Reproduce verbatim the passage of the Slony replication text below, from "However, there are" up to and including "stability and scalability.".

**Text extract**
## Begin

However, there are two other possible explanations/solutions to this issue:
A possible solution might be to run the slon processes on a separate machine from your database hosts. Even if you have a single-master/single-slave replication scheme, it is advantageous in terms of stability, role-segregation, and performance (that’s you) to run the slon replication daemons on a physically different set of hardware (on the same LAN segment, ideally). There is nothing about Slony that says it has to run on the same machine as a given database host, so putting it in a different location (think “traffic controller”) might relieve some of the resource load on your database hosts. This is also a good idea in terms of both machine stability and scalability.
There's also a chance that this is only a temporary problem caused by the fact that you recently started using Slony. When you first subscribe a new node to a replication set, that node (and, to some extent, its parent) experiences VERY heavy CPU load (and possibly disk load as well) during the subscription process. I'm not sure how it works under the covers, but, depending on how much data was already on the node subscribed, Slony will either check the master’s data against every single piece of data present on the slave in tables that are replicated, and copy data down to the slave if it is missing or different. These are potentially CPU-intensive operations. Especially in large databases, the process of subscription can take a very long time (it took over a day for me, but our database is over 20GB), during which CPU load will be very high. A simple way to see what Slony is up to is to use pgAdmin’s Server Status viewer, which, while limited, will give you some useful info here. If there are a lot of “prepare table for replication” or “cleanup table after replication” operations in progress on the node that has a high CPU load, it’s probably because a subscription isn’t complete. pgAdmin’s status viewer isn’t too informative, however; there are more reliable ways of checking subscription progress using Slony directly. Section 4.7.6.4 in the Slony log-analysis documentation might help with that, as would reading the doc for SUBSCRIBE SET (pay special attention to the boxed warning message, and the "Dangerous/Unintuitive Behavior" section. A simple yet definitive hack to tell whether a set is still in the process of subscriptions is to run a MERGE SET and try to merge it with an empty (or not) other set. MERGE SET will fail with a "subscriptions in progress" error if subscription is still running. However, that hack won't work on Slony 2.1; MERGE SET will just wait until subscriptions are finished.

## End

**Supplied records**
## Begin

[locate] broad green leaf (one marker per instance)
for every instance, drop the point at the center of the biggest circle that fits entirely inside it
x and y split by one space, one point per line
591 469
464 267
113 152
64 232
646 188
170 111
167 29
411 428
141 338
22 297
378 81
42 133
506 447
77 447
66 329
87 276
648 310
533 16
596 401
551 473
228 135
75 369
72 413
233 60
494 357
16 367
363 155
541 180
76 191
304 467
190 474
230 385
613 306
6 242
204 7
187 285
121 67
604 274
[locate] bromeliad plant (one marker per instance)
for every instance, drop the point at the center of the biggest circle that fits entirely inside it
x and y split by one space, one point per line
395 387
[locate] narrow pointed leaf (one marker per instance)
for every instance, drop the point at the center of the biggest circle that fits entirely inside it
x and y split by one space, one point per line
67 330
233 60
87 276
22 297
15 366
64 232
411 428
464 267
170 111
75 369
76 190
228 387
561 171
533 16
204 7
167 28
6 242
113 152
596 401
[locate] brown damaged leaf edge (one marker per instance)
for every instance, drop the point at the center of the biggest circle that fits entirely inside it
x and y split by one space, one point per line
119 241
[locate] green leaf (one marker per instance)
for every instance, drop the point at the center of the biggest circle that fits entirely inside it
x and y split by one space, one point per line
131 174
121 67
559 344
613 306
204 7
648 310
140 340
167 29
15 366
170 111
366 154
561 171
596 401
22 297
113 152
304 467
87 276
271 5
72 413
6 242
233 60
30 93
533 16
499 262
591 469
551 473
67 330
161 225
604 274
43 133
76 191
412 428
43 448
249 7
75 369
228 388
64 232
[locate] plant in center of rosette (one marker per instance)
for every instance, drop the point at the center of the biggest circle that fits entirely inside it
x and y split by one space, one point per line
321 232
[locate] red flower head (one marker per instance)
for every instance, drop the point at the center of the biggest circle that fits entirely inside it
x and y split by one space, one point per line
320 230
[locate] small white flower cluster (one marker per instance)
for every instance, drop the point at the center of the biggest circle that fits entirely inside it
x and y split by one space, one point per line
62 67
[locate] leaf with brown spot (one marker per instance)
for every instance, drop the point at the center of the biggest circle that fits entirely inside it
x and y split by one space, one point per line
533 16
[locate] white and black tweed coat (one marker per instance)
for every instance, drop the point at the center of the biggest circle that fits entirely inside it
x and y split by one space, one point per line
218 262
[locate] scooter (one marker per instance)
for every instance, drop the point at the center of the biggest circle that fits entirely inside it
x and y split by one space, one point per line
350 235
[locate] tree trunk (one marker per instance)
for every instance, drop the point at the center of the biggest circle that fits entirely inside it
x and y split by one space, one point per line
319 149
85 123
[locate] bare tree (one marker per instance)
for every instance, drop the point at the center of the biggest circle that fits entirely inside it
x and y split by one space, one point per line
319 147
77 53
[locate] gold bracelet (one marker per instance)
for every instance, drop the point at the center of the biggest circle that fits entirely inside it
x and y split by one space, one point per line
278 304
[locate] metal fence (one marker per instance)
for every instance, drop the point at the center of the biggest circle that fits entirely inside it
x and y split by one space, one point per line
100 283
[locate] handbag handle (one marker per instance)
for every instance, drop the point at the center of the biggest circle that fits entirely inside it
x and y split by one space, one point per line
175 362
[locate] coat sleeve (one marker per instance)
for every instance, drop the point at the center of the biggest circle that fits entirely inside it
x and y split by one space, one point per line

## End

**Solution to this problem**
However, there are two other possible explanations/solutions to this issue:
A possible solution might be to run the slon processes on a separate machine from your database hosts. Even if you have a single-master/single-slave replication scheme, it is advantageous in terms of stability, role-segregation, and performance (that’s you) to run the slon replication daemons on a physically different set of hardware (on the same LAN segment, ideally). There is nothing about Slony that says it has to run on the same machine as a given database host, so putting it in a different location (think “traffic controller”) might relieve some of the resource load on your database hosts. This is also a good idea in terms of both machine stability and scalability.